* TAREA A
En el texto sobre la política antidrogas, resume de forma más breve el párrafo que empieza con "Otras políticas, como la sustitución", sin dejar fuera sus datos principales.
* TAREA B
Sigue escribiendo el texto sobre la política antidrogas desde su última frase.

* TEXTO CITADO
::::

Nuevamente se reanuda el debate sobre la aspersión aérea a pesar de la extensa y consistente evidencia que muestra la baja efectividad de esta política. Puntualmente, Daniel Mejía y sus coautores mostraron que se tiene que asperjar 33 veces una hectárea de coca para ser erradicada. Adicionalmente a la baja efectividad, existen efectos adversos de la fumigación sobre el medioambiente y la violencia en el territorio. Una tarea que tiene pendiente la academia es determinar el efecto de la suspensión de la fumigación en la evolución de los cultivos ilícitos y en la violencia.
Otras políticas, como la sustitución de cultivos ilícitos, se han implementado para enfrentar el narcotráfico. A partir de la evidencia disponible, el reciente programa de sustitución no ha generado los resultados esperados por el efecto anticipatorio que tuvo el anuncio del programa. Sin embargo, estas conclusiones son parciales porque no se ha terminado de implementar (6.7% de los hogares han recibido los recursos correspondientes a los proyectos productivos) y no existe una evaluación de impacto del programa.
En el balance de la política antidrogas de los últimos 50 años hay pocos éxitos para resaltar. En el mundo no ha habido disminuciones sustanciales del consumo de psicoactivos. En Colombia, las intervenciones enfocadas en los cultivos ilícitos no han disminuido la violencia Adicionalmente, como lo muestra Hernando Zuleta, la producción potencial de cocaína tampoco se ha reducido sustancialmente. Por el contrario, el gasto nacional e internacional en este rubro es comparable con pocos programas por la magnitud que representa. Por lo tanto, la evidencia a favor del enfoque de la política antidrogas de los últimos años es escaza.
La solución de largo plazo frente a las drogas ilícitas debe estar orientada a la regulación de todas las sustancias y a un enfoque de salud pública. Para lograrlo, es fundamental que la regulación sea una decisión multilateral que cuente, especialmente, con los países donde se consume gran parte de las sustancias psicoactivas como Estados Unidos y los países europeos. En el caso colombiano, para avanzar en ese sentido es necesaria esta conversación internacional y que la sociedad colombiana acepte un cambio de esa magnitud. Así, es improbable que la regulación sea una opción viable en un horizonte cercano.

::::

* DATOS
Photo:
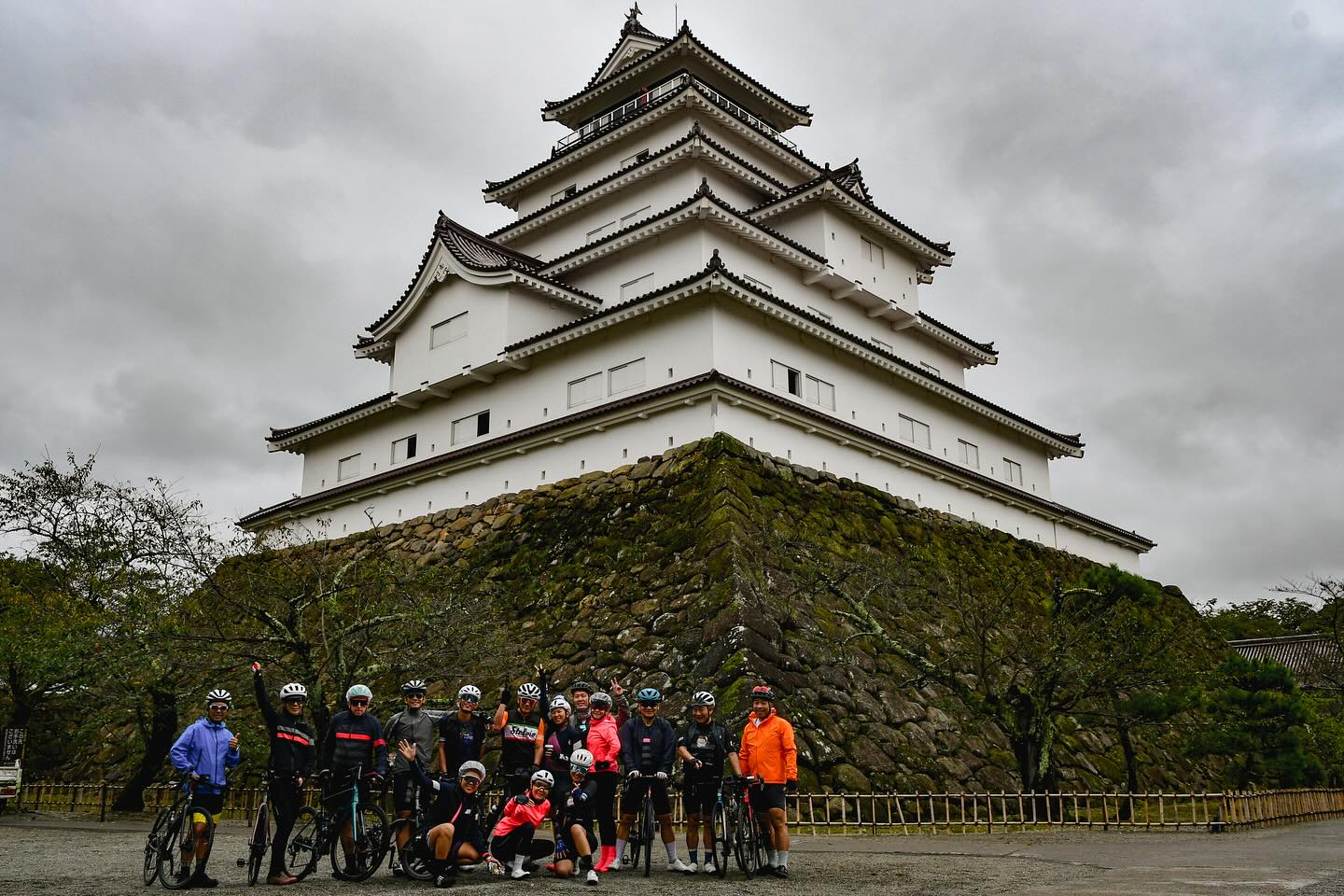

::::

* RESPUESTA A
La sustitución de cultivos ilícitos es otra política contra el narcotráfico. Según la evidencia disponible, el programa reciente no ha dado los resultados esperados por el efecto anticipatorio de su anuncio. Pero estas conclusiones son parciales. El programa no se ha terminado de implementar, pues el 6.7% de los hogares ha recibido los recursos de los proyectos productivos, y no hay una evaluación de impacto.

* RESPUESTA B
A pesar de esto, los dirigentes políticos elegidos deben tener la voluntad de cambiar sustancialmente el enfoque que se le ha dado a la política de drogas en Colombia. De lo contrario, las dinámicas de violencia no serán controladas porque los incentivos van a existir para que se mantenga el microtráfico, no haya desmantelamiento de los grupos armados ilegales y para que las comunidades cercanas a la producción y al tráfico estén expuestas. En mi opinión, todos los cambios de la política de seguridad, que no estén orientados a la regulación de la producción de cocaína, van a limitarse a cambios marginales en las dinámicas de violencia.
Por lo tanto, en el 2022 es fundamental rodear a una persona que se comprometa con la oposición al enfoque tradicional frente a las drogas ilícitas, especialmente la aspersión, y con nuevas estrategias frente al narcotráfico. Uno de los aspectos básicos de estas estrategias debe ser el cambio hacia una medición del fenómeno a través de la cocaína producida y no de las hectáreas cultivadas. Que una política se comprometa con la regulación de las drogas, a pesar de ser valiente, tiene un costo político y electoral alto. Sin embargo, necesitamos dirigentes que le apuesten a un cambio de esta magnitud porque después de medio siglo de fracaso de la política de drogas es necesario pensar en alternativas e implementarlas.